**** Document segment ****
Relations between the United States and Mozambique are good and steadily improving. Besides Madagascar, Mozambique was the only East African country to be involved in importing African slaves to the Americas. By 1993, U.S. aid to Mozambique was prominent, due in part to significant emergency food assistance in the wake of the 1991-93 southern African drought, but more important in support of the peace and reconciliation process. During the process leading up to elections in October 1994, the United States served as a significant financier and member of the most important commissions established to monitor implementation of the Rome General Peace Accords. The United States is the largest bilateral donor to the country and plays a leading role in donor efforts to assist Mozambique.
**** Listed entries ****
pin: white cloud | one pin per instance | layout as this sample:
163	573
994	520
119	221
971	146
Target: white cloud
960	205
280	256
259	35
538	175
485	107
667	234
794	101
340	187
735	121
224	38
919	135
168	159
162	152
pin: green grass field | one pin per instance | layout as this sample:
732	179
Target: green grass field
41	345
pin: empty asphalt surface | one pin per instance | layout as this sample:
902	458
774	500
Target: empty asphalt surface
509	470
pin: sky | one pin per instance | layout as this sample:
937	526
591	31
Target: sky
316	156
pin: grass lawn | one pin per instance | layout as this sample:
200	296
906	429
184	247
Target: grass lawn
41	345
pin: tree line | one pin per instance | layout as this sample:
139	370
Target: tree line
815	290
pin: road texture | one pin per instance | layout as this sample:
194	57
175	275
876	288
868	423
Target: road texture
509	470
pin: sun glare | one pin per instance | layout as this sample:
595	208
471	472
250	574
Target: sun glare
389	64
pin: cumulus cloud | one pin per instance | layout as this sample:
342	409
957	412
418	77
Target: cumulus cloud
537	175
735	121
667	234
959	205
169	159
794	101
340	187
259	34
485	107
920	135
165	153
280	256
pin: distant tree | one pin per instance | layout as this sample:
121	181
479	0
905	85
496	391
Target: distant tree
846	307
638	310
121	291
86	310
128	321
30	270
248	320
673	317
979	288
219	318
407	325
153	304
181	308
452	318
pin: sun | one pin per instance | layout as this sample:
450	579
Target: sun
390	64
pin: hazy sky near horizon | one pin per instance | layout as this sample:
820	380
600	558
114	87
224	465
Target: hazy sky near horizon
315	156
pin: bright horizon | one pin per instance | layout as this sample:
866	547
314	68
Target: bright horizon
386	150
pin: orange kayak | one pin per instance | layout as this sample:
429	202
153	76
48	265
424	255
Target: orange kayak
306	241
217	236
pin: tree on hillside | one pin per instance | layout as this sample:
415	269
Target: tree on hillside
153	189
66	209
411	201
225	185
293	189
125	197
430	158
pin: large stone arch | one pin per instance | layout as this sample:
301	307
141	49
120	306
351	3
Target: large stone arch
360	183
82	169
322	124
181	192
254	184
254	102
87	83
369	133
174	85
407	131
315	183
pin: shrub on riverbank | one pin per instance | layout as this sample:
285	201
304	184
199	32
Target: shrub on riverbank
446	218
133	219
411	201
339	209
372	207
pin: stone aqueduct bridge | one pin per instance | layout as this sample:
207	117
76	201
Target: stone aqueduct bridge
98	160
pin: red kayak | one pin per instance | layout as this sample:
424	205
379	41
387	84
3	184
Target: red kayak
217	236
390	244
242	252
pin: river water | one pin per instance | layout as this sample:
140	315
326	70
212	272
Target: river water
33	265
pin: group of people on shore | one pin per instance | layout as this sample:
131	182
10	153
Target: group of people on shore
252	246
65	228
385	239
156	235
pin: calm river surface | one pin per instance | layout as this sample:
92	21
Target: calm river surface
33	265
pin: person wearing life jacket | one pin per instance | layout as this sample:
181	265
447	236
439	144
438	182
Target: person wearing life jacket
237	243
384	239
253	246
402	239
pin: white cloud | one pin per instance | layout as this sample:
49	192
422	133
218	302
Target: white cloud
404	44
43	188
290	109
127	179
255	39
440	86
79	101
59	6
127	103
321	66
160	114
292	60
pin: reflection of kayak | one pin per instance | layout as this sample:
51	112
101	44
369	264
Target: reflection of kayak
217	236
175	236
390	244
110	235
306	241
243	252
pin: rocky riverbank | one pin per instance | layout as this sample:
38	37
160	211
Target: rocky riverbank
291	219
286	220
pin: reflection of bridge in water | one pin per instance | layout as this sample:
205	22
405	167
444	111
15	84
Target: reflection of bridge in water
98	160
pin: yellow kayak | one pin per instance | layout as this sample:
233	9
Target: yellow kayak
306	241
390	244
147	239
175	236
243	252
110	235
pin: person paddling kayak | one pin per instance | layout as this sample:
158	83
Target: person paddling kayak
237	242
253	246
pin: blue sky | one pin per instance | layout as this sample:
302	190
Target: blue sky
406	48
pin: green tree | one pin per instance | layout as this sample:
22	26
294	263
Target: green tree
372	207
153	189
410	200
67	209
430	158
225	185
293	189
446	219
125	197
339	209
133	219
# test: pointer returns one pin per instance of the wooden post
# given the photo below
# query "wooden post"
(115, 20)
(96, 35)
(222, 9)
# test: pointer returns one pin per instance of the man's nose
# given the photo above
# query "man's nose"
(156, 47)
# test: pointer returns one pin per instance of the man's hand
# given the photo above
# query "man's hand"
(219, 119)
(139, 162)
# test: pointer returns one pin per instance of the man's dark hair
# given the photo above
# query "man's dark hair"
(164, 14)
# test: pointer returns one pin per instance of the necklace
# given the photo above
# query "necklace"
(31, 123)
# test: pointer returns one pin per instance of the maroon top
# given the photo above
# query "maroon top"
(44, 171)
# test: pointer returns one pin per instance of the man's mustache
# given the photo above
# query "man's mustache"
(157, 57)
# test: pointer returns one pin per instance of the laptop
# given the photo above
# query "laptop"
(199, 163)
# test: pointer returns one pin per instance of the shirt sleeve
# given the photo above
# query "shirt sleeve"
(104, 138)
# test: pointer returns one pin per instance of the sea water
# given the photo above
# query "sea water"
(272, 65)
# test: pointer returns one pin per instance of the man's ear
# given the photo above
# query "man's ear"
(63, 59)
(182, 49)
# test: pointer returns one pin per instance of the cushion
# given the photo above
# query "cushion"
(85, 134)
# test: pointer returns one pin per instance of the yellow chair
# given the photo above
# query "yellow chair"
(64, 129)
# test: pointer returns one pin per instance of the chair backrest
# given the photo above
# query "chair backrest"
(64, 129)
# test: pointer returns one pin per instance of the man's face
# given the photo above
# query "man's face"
****
Exercise requirements:
#1 Rewrite the paragraph on U.S.–Mozambique relations that begins "Relations between the United States and Mozambique" as a bulleted list that keeps its main facts.
#2 List every country named in the paragraph on U.S.–Mozambique relations.
#3 According to the paragraph on U.S.–Mozambique relations, when were the elections held?

Solutions to the tasks:
#1
- U.S.–Mozambique relations are good and steadily improving.
- Apart from Madagascar, Mozambique was the only East African country involved in importing African slaves to the Americas.
- By 1993, U.S. aid was prominent, partly through emergency food assistance after the 1991-93 southern African drought, but more importantly in support of peace and reconciliation.
- Before the October 1994 elections, the United States was a significant financier and a member of the key commissions monitoring the Rome General Peace Accords.
- The United States is the largest bilateral donor to Mozambique and leads donor efforts to assist it.

#2
- United States
- Mozambique
- Madagascar

#3 October 1994